> [GOAL OF THE EXERCISE]: Give the entries again, exactly as written.
════════════════════
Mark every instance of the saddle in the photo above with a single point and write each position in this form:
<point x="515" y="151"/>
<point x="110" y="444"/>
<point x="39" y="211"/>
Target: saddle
════════════════════
> [SOLUTION]:
Mark every instance of the saddle in the photo above with a single point and write each position in this form:
<point x="515" y="151"/>
<point x="110" y="444"/>
<point x="39" y="211"/>
Target: saddle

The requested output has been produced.